[Lines excerpted from a collection]
━━━━
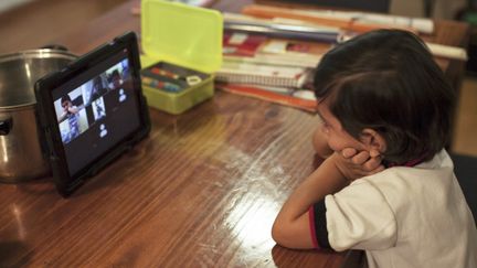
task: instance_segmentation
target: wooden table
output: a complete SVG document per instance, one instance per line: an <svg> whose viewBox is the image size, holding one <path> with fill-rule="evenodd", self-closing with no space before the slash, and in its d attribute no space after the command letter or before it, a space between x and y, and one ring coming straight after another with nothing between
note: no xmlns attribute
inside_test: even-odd
<svg viewBox="0 0 477 268"><path fill-rule="evenodd" d="M239 9L230 2L215 7ZM62 43L82 54L138 31L137 4ZM222 92L181 116L150 117L149 138L67 200L50 178L1 184L0 267L340 267L343 254L271 238L283 202L317 167L318 118Z"/></svg>

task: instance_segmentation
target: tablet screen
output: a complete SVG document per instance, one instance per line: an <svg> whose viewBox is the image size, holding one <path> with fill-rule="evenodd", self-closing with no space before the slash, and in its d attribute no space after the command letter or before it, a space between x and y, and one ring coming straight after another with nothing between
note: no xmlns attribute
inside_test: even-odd
<svg viewBox="0 0 477 268"><path fill-rule="evenodd" d="M72 176L140 127L131 68L125 49L52 90Z"/></svg>

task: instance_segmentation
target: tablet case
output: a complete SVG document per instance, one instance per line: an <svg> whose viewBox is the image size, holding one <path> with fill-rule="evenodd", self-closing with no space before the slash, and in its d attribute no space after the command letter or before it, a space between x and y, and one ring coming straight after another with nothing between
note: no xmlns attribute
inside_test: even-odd
<svg viewBox="0 0 477 268"><path fill-rule="evenodd" d="M60 85L74 79L78 75L84 74L92 67L104 62L108 56L113 56L125 49L129 52L128 60L131 64L134 92L137 94L136 97L138 99L140 127L137 131L134 131L131 136L124 137L125 139L119 144L109 148L97 161L94 161L88 167L82 169L81 173L73 178L67 169L63 142L59 130L59 122L55 109L52 107L53 98L51 92ZM139 50L137 37L134 32L128 32L118 36L113 42L106 43L84 56L78 57L64 69L49 74L39 79L35 84L35 96L38 111L36 118L41 128L41 136L43 136L40 138L46 141L45 157L51 164L56 189L64 197L71 195L87 178L95 175L117 157L147 137L150 131L148 106L146 98L142 95L140 83Z"/></svg>

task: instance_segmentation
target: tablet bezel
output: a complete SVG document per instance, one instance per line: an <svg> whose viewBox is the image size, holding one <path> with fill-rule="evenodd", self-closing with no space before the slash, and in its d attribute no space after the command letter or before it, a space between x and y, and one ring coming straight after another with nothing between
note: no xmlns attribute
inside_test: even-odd
<svg viewBox="0 0 477 268"><path fill-rule="evenodd" d="M57 124L56 111L54 108L53 90L77 78L91 68L116 56L127 50L127 57L130 63L130 74L132 79L132 92L136 96L139 127L131 133L108 148L103 154L97 157L91 164L81 169L76 174L71 174L61 132ZM92 78L98 74L92 75ZM140 61L139 49L136 34L128 32L116 37L113 42L103 44L94 51L78 57L67 65L67 67L49 74L35 83L36 111L39 126L41 128L40 139L46 141L45 153L52 168L53 179L56 189L64 197L71 195L78 189L87 178L94 176L117 157L129 150L134 144L144 139L150 131L150 119L146 98L142 95L140 83Z"/></svg>

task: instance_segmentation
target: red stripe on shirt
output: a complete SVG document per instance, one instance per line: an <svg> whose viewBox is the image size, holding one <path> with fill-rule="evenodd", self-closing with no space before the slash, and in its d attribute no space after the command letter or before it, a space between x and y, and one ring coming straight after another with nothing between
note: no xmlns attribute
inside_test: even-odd
<svg viewBox="0 0 477 268"><path fill-rule="evenodd" d="M315 228L315 210L314 206L310 206L308 210L308 219L309 219L309 227L310 227L310 234L311 234L311 243L314 244L315 248L320 248L318 245L317 236L316 236L316 228Z"/></svg>

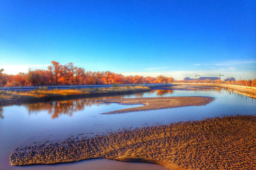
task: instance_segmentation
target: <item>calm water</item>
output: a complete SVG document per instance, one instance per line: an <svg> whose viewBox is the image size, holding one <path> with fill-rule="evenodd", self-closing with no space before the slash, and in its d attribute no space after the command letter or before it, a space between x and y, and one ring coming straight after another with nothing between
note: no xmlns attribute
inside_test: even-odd
<svg viewBox="0 0 256 170"><path fill-rule="evenodd" d="M101 113L135 106L102 104L97 102L116 98L195 96L212 97L216 99L206 106L112 115ZM3 107L0 108L0 170L165 170L157 165L105 159L54 165L14 167L10 164L9 157L16 147L31 144L34 142L55 141L69 137L87 137L124 128L131 129L158 124L201 120L206 118L255 114L256 109L255 99L223 89L155 90L134 95Z"/></svg>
━━━━
Problem description => Render the lines from the first one through the line containing "176L140 127L131 68L125" as a numbered list, skipping blank lines and leaving out the pictures.

Output =>
1. task: instance_segmentation
2. target: wooden table
3. output: a complete SVG document per instance, one instance per line: an <svg> whose viewBox is the image size, holding one <path> with fill-rule="evenodd", self-closing with no space before the slash, and in its d attribute no space after the command letter or before it, a space between x and y, and one ring coming straight after another with nothing between
4. note: no xmlns attribute
5. inside_test: even-odd
6. <svg viewBox="0 0 477 268"><path fill-rule="evenodd" d="M239 9L230 2L215 7ZM62 43L82 54L138 31L137 4ZM222 92L181 116L150 117L149 138L67 200L50 178L1 184L0 267L340 267L343 254L271 238L283 202L317 167L318 118Z"/></svg>
7. task: instance_segmentation
8. target: tablet screen
9. output: a complete SVG document per instance, one instance per line: an <svg> whose viewBox is the image size, holding one <path> with fill-rule="evenodd", self-closing with no space before the slash, and in its d attribute no space after the command letter or before it, a space between x and y, and one ring coming straight after another with nothing between
10. note: no xmlns attribute
11. inside_test: even-odd
12. <svg viewBox="0 0 477 268"><path fill-rule="evenodd" d="M72 176L140 127L131 68L125 49L52 90Z"/></svg>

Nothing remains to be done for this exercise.